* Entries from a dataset
>> Start

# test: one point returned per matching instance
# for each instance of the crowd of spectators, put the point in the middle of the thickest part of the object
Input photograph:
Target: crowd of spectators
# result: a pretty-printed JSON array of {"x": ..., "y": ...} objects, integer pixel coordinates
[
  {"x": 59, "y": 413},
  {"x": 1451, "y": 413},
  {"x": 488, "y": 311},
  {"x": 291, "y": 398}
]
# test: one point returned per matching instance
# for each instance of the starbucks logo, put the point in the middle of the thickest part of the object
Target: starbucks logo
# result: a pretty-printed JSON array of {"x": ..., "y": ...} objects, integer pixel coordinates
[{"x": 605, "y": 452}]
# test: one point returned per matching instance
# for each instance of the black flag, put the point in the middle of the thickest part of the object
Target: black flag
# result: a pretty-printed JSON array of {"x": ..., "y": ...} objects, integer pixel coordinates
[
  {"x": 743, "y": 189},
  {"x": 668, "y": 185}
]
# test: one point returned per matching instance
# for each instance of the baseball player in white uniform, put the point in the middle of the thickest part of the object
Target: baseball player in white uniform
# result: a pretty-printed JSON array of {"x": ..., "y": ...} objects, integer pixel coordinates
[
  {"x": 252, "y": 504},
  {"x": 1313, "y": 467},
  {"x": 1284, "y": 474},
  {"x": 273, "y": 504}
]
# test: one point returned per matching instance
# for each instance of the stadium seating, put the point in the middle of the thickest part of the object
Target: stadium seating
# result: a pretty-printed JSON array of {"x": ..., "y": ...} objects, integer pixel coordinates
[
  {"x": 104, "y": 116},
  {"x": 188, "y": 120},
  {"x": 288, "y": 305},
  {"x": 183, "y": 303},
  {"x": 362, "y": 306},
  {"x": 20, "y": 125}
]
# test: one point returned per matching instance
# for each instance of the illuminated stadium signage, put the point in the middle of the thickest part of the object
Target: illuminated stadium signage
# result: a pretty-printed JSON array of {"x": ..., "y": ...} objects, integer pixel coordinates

>> End

* What is expected
Using the entries above, please restate each one word for word.

* Reply
# test: one point returned per matching instance
# for each instance of the crowd of spectators, put the point in the middle of the thickest part of the object
Input photograph:
Target: crowd of spectators
# result: a pretty-printed JSON array of {"x": ..., "y": ...} objects, integer pixel coordinates
[
  {"x": 59, "y": 413},
  {"x": 1451, "y": 413},
  {"x": 488, "y": 311},
  {"x": 291, "y": 398}
]
# test: one point returned per matching instance
# for each instance of the starbucks logo, put the point in the middle of the thickest part of the object
Target: starbucks logo
# result: a pretty-printed JSON array of {"x": ..., "y": ...} objects, integer pixel coordinates
[{"x": 605, "y": 452}]
# test: one point returned per matching instance
# for each instance of the black flag, put the point in the middle of the thickest part of the object
Target: black flag
# result: a pretty-printed JSON array of {"x": ..., "y": ...} objects, integer pixel coordinates
[
  {"x": 743, "y": 189},
  {"x": 668, "y": 185}
]
# test: one point returned per matching instance
# for each instance of the baseball player in white uniform, put the point in the middle of the thickest part of the object
Target: baseball player in white uniform
# result: a pretty-printed JSON array of {"x": ..., "y": ...} objects, integer pixel coordinates
[
  {"x": 252, "y": 504},
  {"x": 1313, "y": 467},
  {"x": 1284, "y": 474},
  {"x": 273, "y": 504}
]
# test: one point returned per matching instance
# for each instance of the stadium seating, put the point in the middle of the thickest part of the object
Target: stadium seating
# result: a pretty-printed JSON array of {"x": ..., "y": ...} objects, integer pixel coordinates
[
  {"x": 104, "y": 116},
  {"x": 188, "y": 120},
  {"x": 288, "y": 305},
  {"x": 183, "y": 303},
  {"x": 362, "y": 306},
  {"x": 20, "y": 125}
]
# test: one point returned per matching instance
# for each instance of the illuminated stadium signage, put the point in the middle of the thickest part of the object
Target: illuminated stadium signage
# result: a pretty-printed JSON array of {"x": ..., "y": ...} objects, integer pixel coordinates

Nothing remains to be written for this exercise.